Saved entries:
========================================================================

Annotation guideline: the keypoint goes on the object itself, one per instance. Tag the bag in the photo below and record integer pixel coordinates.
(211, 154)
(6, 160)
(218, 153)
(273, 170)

========================================================================

**Exercise**
Reproduce every record above, word for word.

**Worked solution**
Annotation guideline: the keypoint goes on the object itself, one per instance. Tag the bag in the photo below and record integer pixel coordinates.
(211, 154)
(6, 160)
(218, 153)
(273, 170)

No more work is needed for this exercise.